# START OF MATERIAL FOR THIS EXERCISE
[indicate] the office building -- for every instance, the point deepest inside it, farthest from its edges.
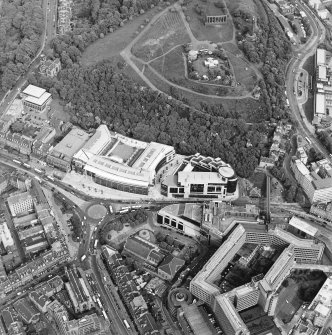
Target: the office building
(61, 155)
(184, 218)
(120, 162)
(87, 325)
(27, 311)
(194, 319)
(35, 102)
(20, 203)
(78, 291)
(317, 182)
(170, 266)
(199, 176)
(263, 290)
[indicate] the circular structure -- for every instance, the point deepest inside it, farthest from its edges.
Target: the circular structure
(144, 233)
(180, 296)
(96, 211)
(226, 171)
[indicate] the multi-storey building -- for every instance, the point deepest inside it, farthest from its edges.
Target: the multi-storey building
(78, 292)
(263, 290)
(35, 101)
(61, 155)
(20, 203)
(200, 176)
(317, 184)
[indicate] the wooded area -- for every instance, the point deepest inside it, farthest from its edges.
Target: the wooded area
(21, 28)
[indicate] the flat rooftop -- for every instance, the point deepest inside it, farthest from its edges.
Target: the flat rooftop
(72, 142)
(34, 91)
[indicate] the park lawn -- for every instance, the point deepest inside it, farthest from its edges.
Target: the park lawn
(168, 31)
(113, 43)
(216, 34)
(243, 72)
(234, 107)
(171, 66)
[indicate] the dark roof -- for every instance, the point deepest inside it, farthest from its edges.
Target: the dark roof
(171, 265)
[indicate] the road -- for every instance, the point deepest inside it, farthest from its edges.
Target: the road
(294, 66)
(50, 10)
(108, 301)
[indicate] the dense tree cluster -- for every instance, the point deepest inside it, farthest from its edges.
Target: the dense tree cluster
(271, 50)
(21, 27)
(326, 140)
(98, 93)
(292, 192)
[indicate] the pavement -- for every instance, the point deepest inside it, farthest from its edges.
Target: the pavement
(63, 226)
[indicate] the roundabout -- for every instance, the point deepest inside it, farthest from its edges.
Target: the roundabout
(96, 211)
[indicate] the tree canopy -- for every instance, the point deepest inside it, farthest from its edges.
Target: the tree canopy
(21, 27)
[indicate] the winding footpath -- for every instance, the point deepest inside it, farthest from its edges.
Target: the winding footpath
(127, 55)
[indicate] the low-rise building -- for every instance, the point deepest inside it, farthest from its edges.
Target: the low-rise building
(61, 155)
(50, 68)
(35, 102)
(169, 267)
(317, 183)
(20, 203)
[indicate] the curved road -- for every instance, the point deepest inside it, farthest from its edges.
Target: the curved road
(294, 66)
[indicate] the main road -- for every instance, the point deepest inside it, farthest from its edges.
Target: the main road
(295, 64)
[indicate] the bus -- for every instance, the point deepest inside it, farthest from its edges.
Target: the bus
(104, 314)
(126, 324)
(308, 140)
(99, 303)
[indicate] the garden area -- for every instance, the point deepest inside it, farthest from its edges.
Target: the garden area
(164, 34)
(195, 11)
(131, 219)
(301, 286)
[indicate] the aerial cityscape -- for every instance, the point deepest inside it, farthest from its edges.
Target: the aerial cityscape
(166, 167)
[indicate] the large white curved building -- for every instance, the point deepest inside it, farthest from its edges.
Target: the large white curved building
(120, 162)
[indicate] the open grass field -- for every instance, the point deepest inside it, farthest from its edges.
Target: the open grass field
(243, 72)
(220, 33)
(171, 66)
(167, 32)
(113, 43)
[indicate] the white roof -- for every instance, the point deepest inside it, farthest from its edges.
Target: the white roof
(152, 155)
(301, 167)
(320, 56)
(120, 173)
(322, 70)
(320, 104)
(38, 101)
(323, 310)
(98, 141)
(34, 91)
(186, 178)
(302, 225)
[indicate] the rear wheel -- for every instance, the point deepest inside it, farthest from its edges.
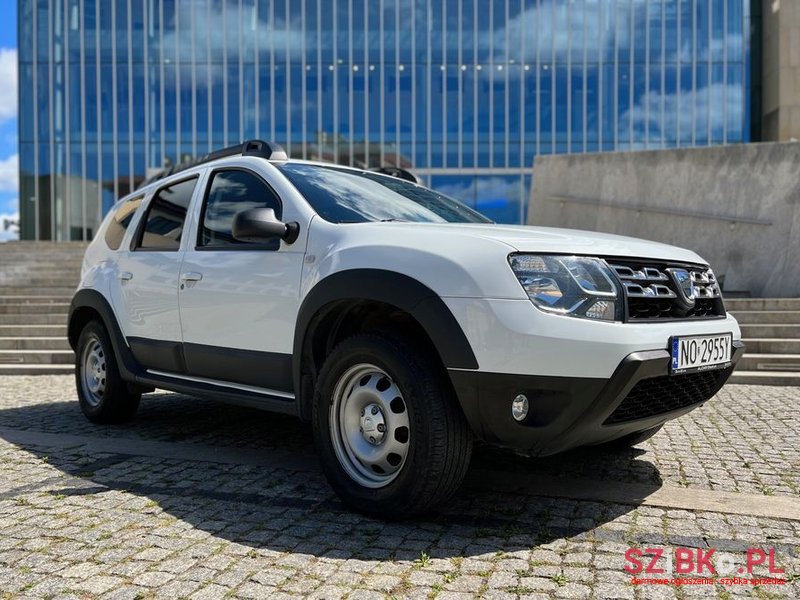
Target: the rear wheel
(392, 439)
(103, 395)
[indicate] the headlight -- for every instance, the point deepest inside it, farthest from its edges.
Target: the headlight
(574, 286)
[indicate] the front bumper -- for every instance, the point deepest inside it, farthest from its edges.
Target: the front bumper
(567, 412)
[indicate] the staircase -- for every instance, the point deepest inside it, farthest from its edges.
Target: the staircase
(37, 280)
(771, 333)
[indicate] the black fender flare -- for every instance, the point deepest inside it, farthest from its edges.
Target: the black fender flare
(395, 289)
(92, 299)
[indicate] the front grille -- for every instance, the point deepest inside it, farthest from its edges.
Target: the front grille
(659, 291)
(659, 395)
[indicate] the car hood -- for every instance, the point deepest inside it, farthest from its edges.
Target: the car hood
(549, 240)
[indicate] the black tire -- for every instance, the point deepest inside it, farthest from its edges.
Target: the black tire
(103, 395)
(630, 440)
(438, 442)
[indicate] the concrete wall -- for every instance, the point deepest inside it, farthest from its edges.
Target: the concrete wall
(780, 70)
(737, 206)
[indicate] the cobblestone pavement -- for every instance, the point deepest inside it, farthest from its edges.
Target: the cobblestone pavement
(203, 500)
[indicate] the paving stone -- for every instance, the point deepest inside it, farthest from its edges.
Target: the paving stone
(78, 523)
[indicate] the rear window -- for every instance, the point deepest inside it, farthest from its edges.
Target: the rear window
(120, 221)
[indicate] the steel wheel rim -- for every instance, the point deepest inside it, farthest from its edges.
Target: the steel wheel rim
(369, 425)
(93, 372)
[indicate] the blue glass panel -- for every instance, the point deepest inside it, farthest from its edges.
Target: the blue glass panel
(734, 102)
(671, 114)
(137, 30)
(687, 32)
(123, 132)
(686, 107)
(546, 109)
(72, 26)
(654, 24)
(639, 110)
(562, 103)
(703, 29)
(623, 107)
(450, 42)
(26, 10)
(120, 36)
(593, 94)
(26, 101)
(576, 110)
(717, 104)
(91, 107)
(608, 33)
(470, 18)
(640, 30)
(623, 26)
(201, 104)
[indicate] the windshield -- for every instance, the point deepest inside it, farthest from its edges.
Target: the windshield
(346, 196)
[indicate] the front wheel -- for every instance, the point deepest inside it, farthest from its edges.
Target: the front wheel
(103, 395)
(392, 439)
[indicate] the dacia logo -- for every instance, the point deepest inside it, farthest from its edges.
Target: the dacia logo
(685, 284)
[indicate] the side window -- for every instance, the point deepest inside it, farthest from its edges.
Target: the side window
(165, 217)
(230, 192)
(120, 221)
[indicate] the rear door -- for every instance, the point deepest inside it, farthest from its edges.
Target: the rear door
(239, 301)
(145, 289)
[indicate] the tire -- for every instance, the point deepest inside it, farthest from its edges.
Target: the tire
(380, 387)
(630, 440)
(103, 395)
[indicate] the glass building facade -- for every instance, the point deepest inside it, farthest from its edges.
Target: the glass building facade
(465, 93)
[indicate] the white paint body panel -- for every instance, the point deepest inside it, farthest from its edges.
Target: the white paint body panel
(513, 336)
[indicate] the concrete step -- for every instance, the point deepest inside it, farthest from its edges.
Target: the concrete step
(783, 331)
(21, 299)
(34, 343)
(38, 319)
(767, 317)
(771, 346)
(33, 369)
(33, 330)
(34, 309)
(765, 378)
(770, 362)
(37, 357)
(735, 304)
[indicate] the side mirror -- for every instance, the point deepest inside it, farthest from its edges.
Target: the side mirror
(261, 225)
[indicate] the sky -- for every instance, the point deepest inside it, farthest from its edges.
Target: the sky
(9, 173)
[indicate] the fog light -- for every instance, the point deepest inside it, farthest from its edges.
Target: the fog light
(519, 407)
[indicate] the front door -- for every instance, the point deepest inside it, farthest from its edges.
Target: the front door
(239, 301)
(145, 286)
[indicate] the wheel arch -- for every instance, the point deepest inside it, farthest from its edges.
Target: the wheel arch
(88, 305)
(331, 306)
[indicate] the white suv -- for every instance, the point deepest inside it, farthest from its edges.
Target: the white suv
(400, 322)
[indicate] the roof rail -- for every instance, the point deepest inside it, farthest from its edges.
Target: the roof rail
(260, 148)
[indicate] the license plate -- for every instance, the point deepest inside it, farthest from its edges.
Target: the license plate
(701, 353)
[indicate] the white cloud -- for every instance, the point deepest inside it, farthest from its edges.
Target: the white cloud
(704, 110)
(7, 230)
(8, 89)
(9, 174)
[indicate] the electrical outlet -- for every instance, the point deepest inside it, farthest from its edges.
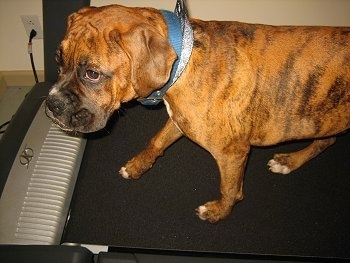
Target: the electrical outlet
(32, 22)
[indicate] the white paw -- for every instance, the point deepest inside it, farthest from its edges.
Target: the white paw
(124, 173)
(276, 167)
(201, 212)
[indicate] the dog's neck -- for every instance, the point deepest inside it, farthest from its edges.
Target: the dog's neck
(180, 36)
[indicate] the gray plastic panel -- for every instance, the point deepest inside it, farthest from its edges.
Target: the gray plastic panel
(35, 202)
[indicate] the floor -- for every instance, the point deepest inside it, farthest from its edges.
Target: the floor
(10, 102)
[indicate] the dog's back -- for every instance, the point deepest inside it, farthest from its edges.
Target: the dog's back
(280, 83)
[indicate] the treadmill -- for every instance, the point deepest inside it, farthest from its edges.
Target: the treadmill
(62, 199)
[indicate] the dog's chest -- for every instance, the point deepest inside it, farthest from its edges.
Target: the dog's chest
(171, 114)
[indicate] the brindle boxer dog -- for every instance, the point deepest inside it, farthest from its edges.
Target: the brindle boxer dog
(244, 85)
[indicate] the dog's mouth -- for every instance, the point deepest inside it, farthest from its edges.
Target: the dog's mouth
(72, 121)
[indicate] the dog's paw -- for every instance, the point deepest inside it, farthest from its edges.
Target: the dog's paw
(277, 167)
(134, 168)
(124, 173)
(213, 211)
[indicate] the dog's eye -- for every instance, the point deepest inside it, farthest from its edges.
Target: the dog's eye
(92, 75)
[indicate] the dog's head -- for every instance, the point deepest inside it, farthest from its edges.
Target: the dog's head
(108, 56)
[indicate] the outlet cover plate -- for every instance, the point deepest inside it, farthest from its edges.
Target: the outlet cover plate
(32, 22)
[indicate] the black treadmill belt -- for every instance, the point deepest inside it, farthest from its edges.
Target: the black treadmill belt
(305, 213)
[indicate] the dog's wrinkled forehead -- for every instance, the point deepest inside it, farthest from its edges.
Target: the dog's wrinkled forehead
(95, 31)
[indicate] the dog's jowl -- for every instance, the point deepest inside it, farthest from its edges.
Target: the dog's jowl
(227, 86)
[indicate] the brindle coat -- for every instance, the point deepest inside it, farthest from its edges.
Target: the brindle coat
(245, 84)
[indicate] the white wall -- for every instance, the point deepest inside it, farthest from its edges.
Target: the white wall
(13, 38)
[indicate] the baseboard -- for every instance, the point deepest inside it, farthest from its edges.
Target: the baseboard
(21, 78)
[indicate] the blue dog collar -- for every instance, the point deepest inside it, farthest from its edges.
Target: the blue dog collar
# END OF MATERIAL FOR THIS EXERCISE
__WORK TO DO__.
Copy the listing starting at the line that contains "[indicate] the baseboard" and ending at the end of the listing, substituting "red" for "blue" and leaving everything else unchanged.

__RESPONSE FOR THIS EXERCISE__.
[indicate] the baseboard -- for every instance, the point deepest inside it, farthest from its edges.
Target: the baseboard
(21, 78)
[indicate] the red dog collar -- for every instance, the point deepest inside it, farthest from its edges.
Target: the red dog collar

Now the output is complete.